-- BEGIN RECORDED DATA --
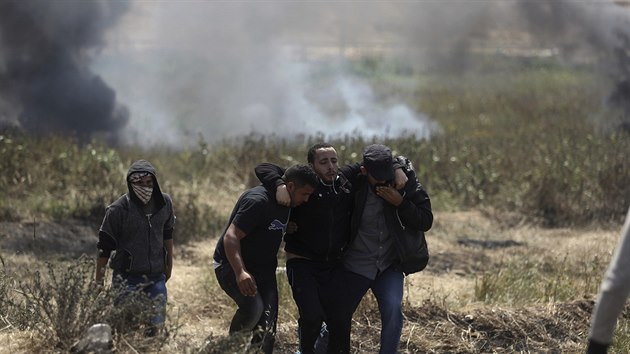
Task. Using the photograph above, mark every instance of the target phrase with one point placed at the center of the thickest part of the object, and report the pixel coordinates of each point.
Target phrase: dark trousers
(310, 285)
(259, 313)
(387, 287)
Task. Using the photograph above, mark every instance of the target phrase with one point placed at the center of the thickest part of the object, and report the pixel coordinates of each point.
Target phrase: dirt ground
(442, 314)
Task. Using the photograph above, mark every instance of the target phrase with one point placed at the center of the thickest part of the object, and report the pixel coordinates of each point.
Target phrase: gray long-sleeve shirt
(614, 290)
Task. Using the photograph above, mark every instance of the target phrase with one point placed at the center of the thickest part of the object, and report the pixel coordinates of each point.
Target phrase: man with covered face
(137, 234)
(386, 227)
(317, 234)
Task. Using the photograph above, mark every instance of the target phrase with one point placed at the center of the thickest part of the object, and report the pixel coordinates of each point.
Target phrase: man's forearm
(99, 274)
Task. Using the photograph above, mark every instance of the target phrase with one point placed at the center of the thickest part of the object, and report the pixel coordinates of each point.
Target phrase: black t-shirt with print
(264, 222)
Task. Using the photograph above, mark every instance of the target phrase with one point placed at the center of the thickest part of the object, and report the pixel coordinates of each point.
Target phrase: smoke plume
(224, 69)
(46, 82)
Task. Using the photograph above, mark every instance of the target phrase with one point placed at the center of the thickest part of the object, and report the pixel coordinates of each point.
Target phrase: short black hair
(310, 156)
(300, 175)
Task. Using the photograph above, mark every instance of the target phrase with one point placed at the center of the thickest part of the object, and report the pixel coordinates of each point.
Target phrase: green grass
(526, 141)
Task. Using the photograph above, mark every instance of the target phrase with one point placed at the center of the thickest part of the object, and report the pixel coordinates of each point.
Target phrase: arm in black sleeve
(270, 175)
(106, 244)
(415, 210)
(351, 172)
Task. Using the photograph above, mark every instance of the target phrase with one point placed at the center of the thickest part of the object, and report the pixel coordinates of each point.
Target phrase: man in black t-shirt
(245, 258)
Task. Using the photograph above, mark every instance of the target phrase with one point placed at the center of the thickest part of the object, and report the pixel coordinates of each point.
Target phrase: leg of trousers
(388, 290)
(258, 313)
(351, 287)
(307, 279)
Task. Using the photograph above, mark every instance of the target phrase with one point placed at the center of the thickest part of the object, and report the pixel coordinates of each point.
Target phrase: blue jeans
(259, 313)
(387, 287)
(152, 285)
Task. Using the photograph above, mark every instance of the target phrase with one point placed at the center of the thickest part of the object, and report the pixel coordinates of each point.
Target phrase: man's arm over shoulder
(351, 171)
(269, 175)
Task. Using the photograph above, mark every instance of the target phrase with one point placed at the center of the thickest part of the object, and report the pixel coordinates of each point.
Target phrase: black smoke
(45, 77)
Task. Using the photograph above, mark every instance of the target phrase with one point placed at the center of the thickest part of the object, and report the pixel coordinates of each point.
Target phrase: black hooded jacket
(406, 223)
(137, 237)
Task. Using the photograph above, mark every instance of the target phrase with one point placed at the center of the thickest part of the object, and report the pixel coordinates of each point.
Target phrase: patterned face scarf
(143, 193)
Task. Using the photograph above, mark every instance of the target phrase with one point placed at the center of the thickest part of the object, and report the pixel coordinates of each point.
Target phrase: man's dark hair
(310, 156)
(300, 175)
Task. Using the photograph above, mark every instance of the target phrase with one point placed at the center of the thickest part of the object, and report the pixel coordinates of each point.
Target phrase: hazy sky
(171, 70)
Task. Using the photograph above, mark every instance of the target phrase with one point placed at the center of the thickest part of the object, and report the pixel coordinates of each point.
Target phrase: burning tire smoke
(46, 84)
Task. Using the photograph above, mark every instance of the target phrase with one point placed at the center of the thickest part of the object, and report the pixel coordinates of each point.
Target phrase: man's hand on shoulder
(282, 195)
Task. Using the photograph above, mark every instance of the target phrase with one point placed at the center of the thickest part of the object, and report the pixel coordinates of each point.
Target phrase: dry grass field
(494, 285)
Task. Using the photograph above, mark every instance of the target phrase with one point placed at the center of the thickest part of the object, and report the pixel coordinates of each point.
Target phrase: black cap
(377, 159)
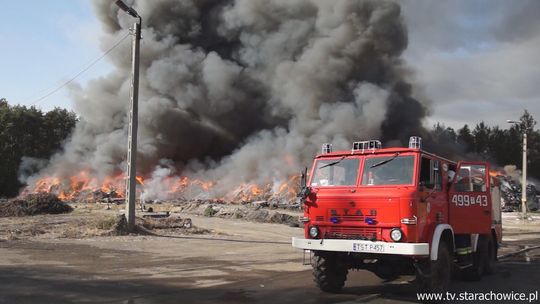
-- END RECORDED DATA --
* **TO BE DONE**: How many lines in the rows above contain the string "hair", with case counted? Reply with the number alone.

* **WRITTEN RESPONSE**: 2